(Stored data entries)
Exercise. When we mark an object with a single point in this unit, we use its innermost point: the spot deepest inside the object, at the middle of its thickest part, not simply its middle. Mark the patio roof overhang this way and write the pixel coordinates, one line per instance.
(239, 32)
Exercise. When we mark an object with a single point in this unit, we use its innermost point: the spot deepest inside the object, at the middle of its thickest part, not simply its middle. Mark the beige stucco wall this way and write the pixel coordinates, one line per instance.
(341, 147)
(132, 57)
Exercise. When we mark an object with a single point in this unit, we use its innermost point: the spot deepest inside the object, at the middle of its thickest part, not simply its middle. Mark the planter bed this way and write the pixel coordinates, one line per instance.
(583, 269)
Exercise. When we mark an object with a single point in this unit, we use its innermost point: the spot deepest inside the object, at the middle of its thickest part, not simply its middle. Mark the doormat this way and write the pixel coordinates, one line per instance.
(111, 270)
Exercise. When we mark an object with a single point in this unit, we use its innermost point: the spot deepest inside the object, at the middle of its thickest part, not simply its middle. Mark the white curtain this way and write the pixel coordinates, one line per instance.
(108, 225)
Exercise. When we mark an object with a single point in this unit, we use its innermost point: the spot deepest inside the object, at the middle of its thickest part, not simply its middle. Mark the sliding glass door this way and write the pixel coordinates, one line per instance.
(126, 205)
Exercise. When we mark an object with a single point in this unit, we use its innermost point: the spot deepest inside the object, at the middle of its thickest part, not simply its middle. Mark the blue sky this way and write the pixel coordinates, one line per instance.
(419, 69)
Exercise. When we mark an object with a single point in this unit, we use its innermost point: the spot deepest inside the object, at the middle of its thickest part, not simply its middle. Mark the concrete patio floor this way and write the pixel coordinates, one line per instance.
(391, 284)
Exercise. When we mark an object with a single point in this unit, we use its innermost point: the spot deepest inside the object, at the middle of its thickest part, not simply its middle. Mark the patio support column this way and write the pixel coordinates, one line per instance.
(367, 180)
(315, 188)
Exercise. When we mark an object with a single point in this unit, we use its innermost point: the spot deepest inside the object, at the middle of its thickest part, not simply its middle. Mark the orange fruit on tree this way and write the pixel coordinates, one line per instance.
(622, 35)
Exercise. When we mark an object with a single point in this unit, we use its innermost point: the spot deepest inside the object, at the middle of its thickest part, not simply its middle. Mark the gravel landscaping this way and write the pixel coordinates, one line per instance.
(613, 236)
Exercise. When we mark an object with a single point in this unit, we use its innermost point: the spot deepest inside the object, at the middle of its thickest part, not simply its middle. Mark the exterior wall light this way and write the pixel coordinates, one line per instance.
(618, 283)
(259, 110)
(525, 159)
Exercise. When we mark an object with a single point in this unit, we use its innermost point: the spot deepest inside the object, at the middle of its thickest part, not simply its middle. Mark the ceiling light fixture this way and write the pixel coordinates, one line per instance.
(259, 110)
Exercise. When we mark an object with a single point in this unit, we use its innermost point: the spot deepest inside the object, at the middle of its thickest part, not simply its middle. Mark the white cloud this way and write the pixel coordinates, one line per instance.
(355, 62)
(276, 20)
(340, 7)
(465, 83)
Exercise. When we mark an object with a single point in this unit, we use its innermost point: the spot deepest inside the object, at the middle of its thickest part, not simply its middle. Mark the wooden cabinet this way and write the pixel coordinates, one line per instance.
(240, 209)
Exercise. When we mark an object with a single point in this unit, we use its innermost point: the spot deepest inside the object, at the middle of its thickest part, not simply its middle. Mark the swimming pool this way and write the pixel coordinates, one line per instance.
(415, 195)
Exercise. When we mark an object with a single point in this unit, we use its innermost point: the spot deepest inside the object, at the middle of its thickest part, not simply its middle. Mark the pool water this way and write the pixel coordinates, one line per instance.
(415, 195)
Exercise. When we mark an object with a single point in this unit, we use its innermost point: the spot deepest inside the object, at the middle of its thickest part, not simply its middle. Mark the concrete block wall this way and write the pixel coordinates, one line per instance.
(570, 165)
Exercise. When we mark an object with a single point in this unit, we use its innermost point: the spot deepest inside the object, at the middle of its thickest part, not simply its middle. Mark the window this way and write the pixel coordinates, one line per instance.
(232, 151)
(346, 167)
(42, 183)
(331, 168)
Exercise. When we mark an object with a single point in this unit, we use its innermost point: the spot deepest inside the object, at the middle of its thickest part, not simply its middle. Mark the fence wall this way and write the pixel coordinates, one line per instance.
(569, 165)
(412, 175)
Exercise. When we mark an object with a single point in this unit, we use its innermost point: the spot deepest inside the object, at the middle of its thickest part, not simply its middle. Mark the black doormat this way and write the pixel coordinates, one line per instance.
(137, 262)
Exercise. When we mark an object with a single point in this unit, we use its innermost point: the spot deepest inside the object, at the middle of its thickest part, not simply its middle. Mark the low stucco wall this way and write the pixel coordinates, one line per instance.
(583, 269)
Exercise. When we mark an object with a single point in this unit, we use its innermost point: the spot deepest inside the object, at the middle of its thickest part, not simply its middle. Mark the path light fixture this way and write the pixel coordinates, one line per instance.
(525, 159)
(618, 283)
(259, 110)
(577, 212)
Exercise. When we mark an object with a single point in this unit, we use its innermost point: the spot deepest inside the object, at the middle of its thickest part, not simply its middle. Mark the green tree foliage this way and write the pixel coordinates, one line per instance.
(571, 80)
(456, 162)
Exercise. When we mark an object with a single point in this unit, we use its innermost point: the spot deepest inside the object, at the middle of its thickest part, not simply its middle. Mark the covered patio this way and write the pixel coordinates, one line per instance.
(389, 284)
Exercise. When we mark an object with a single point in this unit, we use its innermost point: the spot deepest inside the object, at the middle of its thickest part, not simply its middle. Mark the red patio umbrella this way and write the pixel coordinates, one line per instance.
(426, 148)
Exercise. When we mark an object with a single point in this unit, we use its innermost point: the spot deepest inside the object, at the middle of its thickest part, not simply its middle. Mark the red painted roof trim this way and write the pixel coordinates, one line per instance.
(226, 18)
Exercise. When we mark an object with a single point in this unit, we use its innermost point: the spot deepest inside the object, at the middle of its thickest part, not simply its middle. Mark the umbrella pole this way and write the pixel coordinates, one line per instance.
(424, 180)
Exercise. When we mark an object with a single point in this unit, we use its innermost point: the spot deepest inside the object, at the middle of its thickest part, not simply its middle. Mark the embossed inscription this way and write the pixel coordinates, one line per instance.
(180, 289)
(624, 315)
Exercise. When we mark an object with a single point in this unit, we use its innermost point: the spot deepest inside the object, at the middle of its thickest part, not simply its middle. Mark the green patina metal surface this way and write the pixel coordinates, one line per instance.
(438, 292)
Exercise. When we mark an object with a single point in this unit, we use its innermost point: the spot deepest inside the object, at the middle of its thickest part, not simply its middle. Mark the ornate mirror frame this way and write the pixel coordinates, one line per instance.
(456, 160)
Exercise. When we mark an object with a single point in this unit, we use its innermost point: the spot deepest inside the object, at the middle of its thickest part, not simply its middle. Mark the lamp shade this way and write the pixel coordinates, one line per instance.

■ **Exercise**
Set the entries down again, unchanged and complete.

■ **Response area**
Exercise. When we mark an object with a single point in this unit, we use its innermost point: the spot deepest inside the object, at the middle of its thickest part, not simply its middle. Mark the patio roof overhang this way and write the pixel coordinates, one line per instance.
(239, 32)
Exercise. When we mark an object with a single point in this unit, we use its innermost point: the spot deepest inside the object, at the middle of its thickest part, not simply its middle. Mark the beige stucco wall this way and write the pixel coordinates, one line per instance.
(341, 147)
(132, 57)
Exercise. When we mark an object with a single point in this unit, we use its innermost point: the spot deepest inside the object, at the middle of its thickest part, not simply its middle. Mark the planter bed this way and write the pixel coordinates, one line per instance.
(583, 269)
Exercise. When we mark an object with a single point in this unit, we use its innermost point: the spot deepest inside the object, at the middle of its thickest part, not simply its middle. Mark the doormat this way and write the pixel coordinates, one line per instance.
(111, 270)
Exercise. When we mark an object with a single point in this unit, we use its innermost point: the spot deepest inside the object, at the middle of its thickest part, not simply its middle. Mark the white curtain this way and write the pixel coordinates, one line per instance.
(108, 225)
Exercise. When we mark an object with a single point in this unit, we use its innermost point: the spot deepest inside the object, at the middle of its thickest part, not simply its middle. Mark the sliding glass door this way and write the pixel coordinates, one line per instance.
(126, 205)
Exercise. When we mark an object with a single point in this unit, we use its innermost point: the spot deepest inside the object, at the middle of its thickest part, not simply its middle. Mark the blue sky this way and write the pixel coordinates, one line per instance.
(419, 69)
Exercise. When we mark an object with a single point in this unit, we use its innermost point: the spot deepest inside the object, at the middle of its thickest part, not simply its middle. Mark the concrete patio floor this way and write the pixel coordinates, one line per instance.
(391, 284)
Exercise. When we mark an object with a single point in this unit, we use its innermost point: the spot deepest inside the object, at the middle of its thickest part, not simply its middle. Mark the patio support column this way and write the pixel coordinates, one line per instance.
(367, 180)
(315, 188)
Exercise. When we mark an object with a single point in this unit, we use its innermost point: the spot deepest inside the object, at the middle of its thickest part, not simply its middle. Mark the orange fruit on tree this way and write the pixel coordinates, one line per instance.
(622, 35)
Exercise. When we mark an object with a single point in this unit, we use its innermost point: the spot deepest inside the object, at the middle of its thickest part, not simply its middle. Mark the gravel landscaping this way and write the pixel coordinates, one line per instance.
(613, 236)
Exercise. When we mark an object with a single point in this unit, we use its innermost point: the spot deepest inside the object, at the middle of its thickest part, not simply its middle. Mark the exterior wall light this way and write the pixel coordinates, one line per instance.
(618, 283)
(259, 110)
(525, 159)
Exercise. When we mark an object with a single point in this unit, we use its innermost point: the spot deepest inside the object, at the middle of its thickest part, not simply its middle. Mark the ceiling light fixture this way and write the pixel coordinates, one line per instance.
(259, 110)
Exercise. When we mark an object with a single point in this unit, we use its innermost point: the spot deepest inside the object, at the middle of its thickest part, not simply its middle. Mark the white cloud this way and write the pixel coordinates, one line per instance.
(355, 62)
(276, 20)
(340, 7)
(465, 83)
Exercise. When we mark an object with a single point in this unit, we use its innermost point: the spot deepest inside the object, at the middle of its thickest part, not simply its middle. Mark the wooden cabinet this way and write the pixel coordinates, one line per instance.
(240, 209)
Exercise. When we mark an object with a single point in this unit, we use its innermost point: the spot deepest inside the object, at the middle of its thickest part, not simply its middle. Mark the swimming pool this way and write the pixel coordinates, one line per instance.
(415, 195)
Exercise. When we mark an object with a single point in this unit, we use its innermost point: the spot deepest inside the object, at the middle of its thickest part, not simply its middle. Mark the pool water this way and write the pixel coordinates, one line per instance.
(415, 195)
Exercise. When we mark an object with a single point in this unit, we use its innermost point: the spot deepest inside the object, at the middle of its thickest part, not simply its middle. Mark the concrete block wall this way and write the pixel coordinates, one line per instance.
(570, 165)
Exercise. When we mark an object with a single point in this unit, we use its innermost point: the spot deepest inside the object, at the middle of its thickest part, not simply its middle. Mark the window this way and write the pixel coordinates, one line per instance.
(232, 151)
(346, 167)
(42, 183)
(331, 168)
Exercise. When we mark an object with a single point in this unit, we use its innermost point: the spot deepest inside the object, at the middle of its thickest part, not simply its middle. Mark the fence wall this way and write the pixel coordinates, one line per instance.
(569, 165)
(412, 175)
Exercise. When we mark an object with a single point in this unit, we use its innermost point: the spot deepest inside the object, at the middle of its thickest part, not simply its middle. Mark the black doormat this way and write the pixel coordinates, one line per instance.
(137, 262)
Exercise. When we mark an object with a single point in this unit, we use its innermost point: the spot deepest inside the object, at the middle of its thickest part, not simply its middle. Mark the low stucco wall this way and write the pixel coordinates, one line per instance.
(583, 269)
Exercise. When we mark an object with a single point in this unit, we use its innermost point: the spot deepest inside the object, at the middle of its thickest part, not simply its middle. Mark the path light fixture this way and write the pixel coordinates, one line per instance.
(525, 159)
(618, 283)
(259, 110)
(577, 212)
Exercise. When we mark an object with a single point in this unit, we use its innermost point: the spot deepest inside the object, at the middle of its thickest part, not simply its middle. Mark the green tree foliage this way and write the pixel coordinates, one line per instance.
(571, 80)
(456, 162)
Exercise. When we mark an object with a single point in this unit, we use its innermost point: the spot deepest inside the object, at the middle of its thickest part, not simply its middle. Mark the covered patio this way and write the pixel coordinates, one line per instance.
(389, 284)
Exercise. When we mark an object with a single point in this unit, we use its innermost point: the spot deepest inside the object, at the middle of its thickest part, not simply its middle. Mark the red patio umbrella this way and write the pixel coordinates, one line per instance.
(426, 148)
Exercise. When we mark an object with a single point in this unit, we use its innermost point: the spot deepest inside the object, at the middle of its thickest part, not simply its middle. Mark the red painted roof trim this way and write the pixel coordinates, one line per instance.
(226, 18)
Exercise. When we mark an object with a single point in this unit, we use its innermost point: the spot deepest inside the object, at the middle of its thickest part, not simply its middle. Mark the umbrella pole this way and write the pixel coordinates, one line per instance.
(424, 180)
Exercise. When we mark an object with a single point in this unit, we use its innermost point: the spot deepest inside the object, at the middle of its thickest part, not simply its middle. Mark the embossed inscription this way and write the pixel coordinates, one line per instance.
(180, 289)
(624, 315)
Exercise. When we mark an object with a single point in this unit, we use its innermost point: the spot deepest inside the object, at the middle of its thickest part, not simply its middle. Mark the green patina metal surface this way and write the pixel coordinates, one line per instance.
(438, 292)
Exercise. When we mark an object with a single point in this unit, we use its innermost point: the spot deepest inside the object, at the middle of its thickest part, not simply its middle. Mark the ornate mirror frame this way and write the pixel coordinates, one line per instance.
(456, 160)
Exercise. When we mark an object with a single point in this unit, we use its innermost point: the spot deepest inside the object, at the middle of its thickest part, not simply its middle. Mark the lamp shade this way and write the pixel coordinates, one line per instance.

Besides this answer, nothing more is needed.